-- Task --
All records must be quoted exactly. Omit the pictures.

-- Data extract --

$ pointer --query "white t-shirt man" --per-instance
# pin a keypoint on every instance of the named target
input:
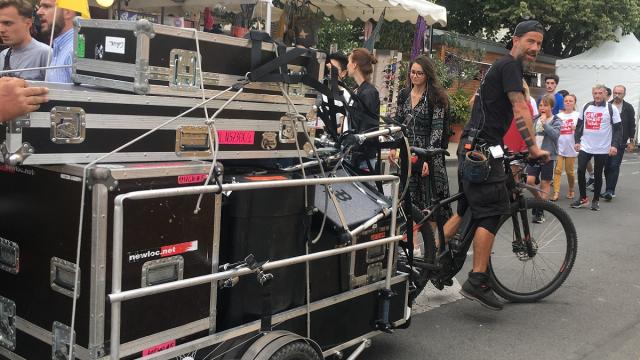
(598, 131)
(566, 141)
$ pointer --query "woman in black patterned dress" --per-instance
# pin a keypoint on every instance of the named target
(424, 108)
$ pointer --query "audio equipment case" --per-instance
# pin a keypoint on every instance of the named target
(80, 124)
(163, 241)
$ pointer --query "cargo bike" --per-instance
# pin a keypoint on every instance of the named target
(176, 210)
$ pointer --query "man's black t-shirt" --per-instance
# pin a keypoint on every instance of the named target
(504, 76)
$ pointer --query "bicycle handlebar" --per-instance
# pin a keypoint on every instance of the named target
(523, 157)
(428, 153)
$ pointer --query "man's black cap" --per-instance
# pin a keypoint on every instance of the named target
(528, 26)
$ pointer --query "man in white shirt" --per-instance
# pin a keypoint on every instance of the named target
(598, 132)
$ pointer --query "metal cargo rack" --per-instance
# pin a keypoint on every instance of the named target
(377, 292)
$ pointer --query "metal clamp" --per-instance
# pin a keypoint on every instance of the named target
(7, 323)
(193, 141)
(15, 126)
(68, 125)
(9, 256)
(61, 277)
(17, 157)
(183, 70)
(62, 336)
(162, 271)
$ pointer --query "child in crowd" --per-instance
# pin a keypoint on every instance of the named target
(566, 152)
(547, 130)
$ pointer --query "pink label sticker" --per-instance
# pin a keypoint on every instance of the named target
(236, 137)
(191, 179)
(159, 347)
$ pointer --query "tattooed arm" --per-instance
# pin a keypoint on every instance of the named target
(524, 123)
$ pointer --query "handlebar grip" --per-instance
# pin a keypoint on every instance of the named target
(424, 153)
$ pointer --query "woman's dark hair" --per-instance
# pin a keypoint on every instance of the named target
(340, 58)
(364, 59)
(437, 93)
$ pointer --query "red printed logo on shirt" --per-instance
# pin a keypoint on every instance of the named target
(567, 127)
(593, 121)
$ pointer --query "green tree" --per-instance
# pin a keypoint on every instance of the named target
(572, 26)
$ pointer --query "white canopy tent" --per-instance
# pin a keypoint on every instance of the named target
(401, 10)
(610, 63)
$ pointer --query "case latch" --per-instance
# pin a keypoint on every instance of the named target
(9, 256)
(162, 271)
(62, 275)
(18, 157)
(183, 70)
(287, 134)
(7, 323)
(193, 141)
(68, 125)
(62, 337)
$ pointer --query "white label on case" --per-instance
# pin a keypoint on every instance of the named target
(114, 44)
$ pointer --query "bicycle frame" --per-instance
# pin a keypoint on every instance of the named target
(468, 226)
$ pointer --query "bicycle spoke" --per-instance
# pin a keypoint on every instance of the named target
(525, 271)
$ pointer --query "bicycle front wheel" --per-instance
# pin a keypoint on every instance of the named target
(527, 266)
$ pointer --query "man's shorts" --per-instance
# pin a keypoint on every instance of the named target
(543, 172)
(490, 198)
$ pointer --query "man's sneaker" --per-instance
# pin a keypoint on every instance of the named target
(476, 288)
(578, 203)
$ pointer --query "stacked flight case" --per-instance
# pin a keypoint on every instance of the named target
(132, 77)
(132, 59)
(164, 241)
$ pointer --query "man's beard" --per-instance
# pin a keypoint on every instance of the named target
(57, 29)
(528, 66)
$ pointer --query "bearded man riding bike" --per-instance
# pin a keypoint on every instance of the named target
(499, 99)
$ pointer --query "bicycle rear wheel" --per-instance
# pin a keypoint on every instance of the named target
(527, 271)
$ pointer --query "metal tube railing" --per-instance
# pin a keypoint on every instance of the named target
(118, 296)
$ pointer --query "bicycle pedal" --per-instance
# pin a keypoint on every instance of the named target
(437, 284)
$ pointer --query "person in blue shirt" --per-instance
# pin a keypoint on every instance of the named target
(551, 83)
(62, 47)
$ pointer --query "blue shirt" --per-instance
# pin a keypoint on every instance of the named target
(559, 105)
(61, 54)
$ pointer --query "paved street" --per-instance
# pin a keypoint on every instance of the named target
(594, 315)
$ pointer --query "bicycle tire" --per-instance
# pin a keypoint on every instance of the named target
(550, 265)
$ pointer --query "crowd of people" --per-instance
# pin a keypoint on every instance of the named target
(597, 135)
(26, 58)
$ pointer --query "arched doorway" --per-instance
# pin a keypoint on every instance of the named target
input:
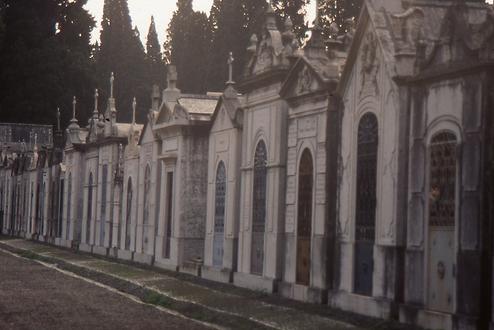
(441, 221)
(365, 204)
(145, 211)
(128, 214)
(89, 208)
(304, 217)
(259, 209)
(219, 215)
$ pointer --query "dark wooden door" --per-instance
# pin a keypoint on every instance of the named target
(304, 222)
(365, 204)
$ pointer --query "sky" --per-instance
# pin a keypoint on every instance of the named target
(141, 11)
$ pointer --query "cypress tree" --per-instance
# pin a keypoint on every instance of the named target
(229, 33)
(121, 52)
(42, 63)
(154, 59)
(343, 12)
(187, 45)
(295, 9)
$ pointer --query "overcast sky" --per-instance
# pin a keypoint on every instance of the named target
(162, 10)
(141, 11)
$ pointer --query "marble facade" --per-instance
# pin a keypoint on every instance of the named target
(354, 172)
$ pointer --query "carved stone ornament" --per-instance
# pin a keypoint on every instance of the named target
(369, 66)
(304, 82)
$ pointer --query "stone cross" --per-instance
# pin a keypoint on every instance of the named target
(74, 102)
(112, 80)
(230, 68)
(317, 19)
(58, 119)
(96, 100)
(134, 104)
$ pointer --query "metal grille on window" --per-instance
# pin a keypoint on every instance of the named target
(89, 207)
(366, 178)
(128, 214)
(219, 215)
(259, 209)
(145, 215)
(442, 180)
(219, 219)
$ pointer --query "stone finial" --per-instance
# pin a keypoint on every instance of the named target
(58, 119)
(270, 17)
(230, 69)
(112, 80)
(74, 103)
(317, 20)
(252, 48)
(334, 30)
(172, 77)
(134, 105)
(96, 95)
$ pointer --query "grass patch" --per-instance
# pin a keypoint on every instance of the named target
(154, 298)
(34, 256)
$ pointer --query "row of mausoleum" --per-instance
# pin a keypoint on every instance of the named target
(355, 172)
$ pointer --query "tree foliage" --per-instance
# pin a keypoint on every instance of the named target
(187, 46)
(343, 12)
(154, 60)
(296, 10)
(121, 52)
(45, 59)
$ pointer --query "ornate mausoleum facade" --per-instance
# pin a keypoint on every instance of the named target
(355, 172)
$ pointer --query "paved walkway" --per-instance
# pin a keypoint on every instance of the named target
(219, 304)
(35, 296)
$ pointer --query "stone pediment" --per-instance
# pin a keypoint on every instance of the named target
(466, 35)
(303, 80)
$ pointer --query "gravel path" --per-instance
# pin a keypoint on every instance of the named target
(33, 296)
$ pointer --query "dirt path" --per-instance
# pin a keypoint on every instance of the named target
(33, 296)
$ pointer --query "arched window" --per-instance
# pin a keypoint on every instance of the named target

-- Expected answer --
$ pointer --query "white t-shirt man" --per-instance
# pin a keypoint on every instance of the named target
input:
(598, 131)
(566, 141)
$ pointer --query "woman in black patterned dress" --per-instance
# pin a keypoint on every instance of the named target
(424, 108)
$ pointer --query "audio equipment case" --per-instance
# pin a keypoint on every instance of the named target
(80, 124)
(163, 241)
$ pointer --query "cargo bike" --per-instance
# pin a keypoint on every instance of the named target
(176, 210)
$ pointer --query "man's black t-shirt" --per-instance
# pin a keypoint on every instance of the named target
(504, 76)
$ pointer --query "bicycle handlebar" --per-instance
# pin a keypoint on every instance of the named target
(523, 157)
(428, 153)
$ pointer --query "man's black cap" --per-instance
# pin a keypoint on every instance of the named target
(528, 26)
$ pointer --query "man in white shirt" --per-instance
# pin a keypoint on every instance of the named target
(598, 132)
$ pointer --query "metal cargo rack" --per-instance
# pin a keypoint on every instance of the named target
(377, 292)
$ pointer --query "metal clamp" --per-instance
# pin a keypoint on every instance of the named target
(7, 323)
(193, 141)
(15, 126)
(68, 125)
(9, 256)
(61, 277)
(17, 157)
(183, 70)
(62, 336)
(162, 271)
$ pointer --query "child in crowd" --per-instance
# pin a keypoint on every instance of the named target
(566, 152)
(547, 130)
$ pointer --query "pink label sticker" --per-instance
# pin a keypoint on every instance of the named target
(236, 137)
(191, 179)
(159, 347)
$ pointer --query "tattooed arm" --per-instance
# pin a keypoint on every instance of the named target
(524, 123)
$ pointer --query "handlebar grip" --per-instance
# pin a keypoint on every instance of the named target
(424, 153)
$ pointer --query "woman's dark hair" --per-instance
# pin a keypoint on every instance of the named target
(340, 58)
(364, 59)
(437, 93)
$ pointer --query "red printed logo on shirt" --per-instance
# pin a keypoint on every instance of the named target
(567, 127)
(593, 121)
$ pointer --query "green tree" --per-instance
# pin a keypoint on every instance of the named target
(572, 26)
$ pointer --query "white canopy tent" --per-instance
# pin a keypoint on every instance of the named target
(401, 10)
(610, 63)
$ pointer --query "case latch" --per-instance
# pin a keypoint on every instance of the named target
(9, 256)
(162, 271)
(62, 275)
(18, 157)
(183, 70)
(287, 134)
(7, 323)
(193, 141)
(68, 125)
(62, 337)
$ pointer --query "white label on case" --per-instance
# pin a keypoint on every instance of the named target
(114, 44)
$ pointer --query "bicycle frame" --per-instance
# pin a keypoint on every instance of the named target
(468, 226)
$ pointer --query "bicycle spoke" --per-instance
# pin a keypoint on every instance of the named target
(525, 271)
$ pointer --query "bicycle front wheel" --per-instance
# pin a keypoint on every instance of the named target
(527, 266)
$ pointer --query "man's shorts" --per-instance
# pin a keypoint on every instance of the named target
(543, 172)
(490, 198)
$ pointer --query "man's sneaker" --per-instance
# pin a keypoint on every instance of the named target
(476, 288)
(578, 203)
$ pointer --query "stacked flight case" --per-instance
# pin a keypoint on every instance of the named target
(132, 77)
(132, 59)
(164, 241)
$ pointer --query "man's beard" --per-instance
# pin a keypoint on every instance of the named target
(57, 29)
(528, 66)
$ pointer --query "bearded man riding bike" --per-instance
# pin a keypoint on every instance of the named target
(499, 99)
$ pointer --query "bicycle rear wheel" --per-instance
# pin a keypoint on every instance of the named target
(527, 271)
$ pointer --query "metal tube railing" --per-instance
# pin a keypoint on every instance of the named target
(118, 296)
$ pointer --query "bicycle pedal" --per-instance
# pin a keypoint on every instance of the named target
(437, 284)
$ pointer --query "person in blue shirt" --per-instance
# pin a keypoint on every instance of the named target
(551, 83)
(62, 47)
$ pointer --query "blue shirt" --per-instance
# pin a keypoint on every instance of the named target
(559, 105)
(61, 54)
$ pointer --query "paved street" --per-instance
# pin a keypoint on every instance of the named target
(594, 315)
$ pointer --query "bicycle tire" --per-instance
# pin a keypoint on every instance of the named target
(550, 265)
$ pointer --query "crowd of people" --per-instance
# pin a keypoint on every instance of the named target
(597, 135)
(26, 58)
$ pointer --query "arched doorway" --per-instance
# pin a keypoint on every instance of the named target
input:
(441, 221)
(365, 204)
(145, 211)
(128, 214)
(89, 208)
(304, 217)
(259, 209)
(219, 215)
$ pointer --query "dark wooden door" --per-instance
# pin a keypoint on every instance of the named target
(304, 222)
(365, 204)
$ pointer --query "sky" --per-instance
# pin a keypoint on every instance of the named target
(141, 11)
$ pointer --query "cypress tree" --per-instance
# pin a keypoint on every instance of the named target
(229, 33)
(121, 52)
(42, 63)
(154, 59)
(343, 12)
(187, 45)
(295, 9)
$ pointer --query "overcast sky" --per-instance
# pin a keypoint on every instance of the named target
(162, 10)
(141, 11)
$ pointer --query "marble facade" --per-instance
# pin a keypoint on every instance of the named target
(354, 172)
$ pointer --query "carved stone ornament" --per-instance
# pin a keypoint on every instance of the named target
(369, 66)
(304, 82)
$ pointer --query "stone cross" --per-instance
# pin a keypoint on every instance of the named target
(74, 102)
(112, 80)
(230, 68)
(317, 19)
(58, 119)
(96, 100)
(134, 104)
$ pointer --query "metal grille on window" --per-instance
# pin a keypoint on every instance of the named target
(89, 207)
(366, 178)
(128, 214)
(219, 215)
(259, 209)
(145, 215)
(442, 180)
(219, 219)
$ pointer --query "stone finial" --per-instance
# pin a keypoint on every instance of the named target
(58, 119)
(270, 17)
(230, 69)
(112, 80)
(74, 103)
(317, 20)
(252, 48)
(334, 30)
(172, 77)
(134, 105)
(96, 95)
$ pointer --query "grass patch" --per-instance
# pin a keypoint on every instance of the named target
(154, 298)
(34, 256)
$ pointer --query "row of mausoleum" --per-instance
# pin a keypoint on every instance of the named target
(355, 172)
$ pointer --query "tree foliage" --per-instance
# pin a keypoint on every instance of the named target
(187, 46)
(343, 12)
(154, 60)
(296, 10)
(121, 52)
(45, 59)
$ pointer --query "ornate mausoleum facade" --per-instance
# pin a keypoint on every instance of the named target
(355, 172)
$ pointer --query "paved walkway" --per-instance
# pin a keypoint on every instance of the named target
(219, 304)
(35, 296)
$ pointer --query "stone pediment" --per-instance
# pin a keypoint on every instance of the named target
(466, 35)
(303, 80)
$ pointer --query "gravel path" --per-instance
# pin a keypoint on every instance of the named target
(33, 296)
$ pointer --query "dirt path" --per-instance
# pin a keypoint on every instance of the named target
(33, 296)
$ pointer --query "arched window" --per-instance
# pin a keypoint on every instance of the named target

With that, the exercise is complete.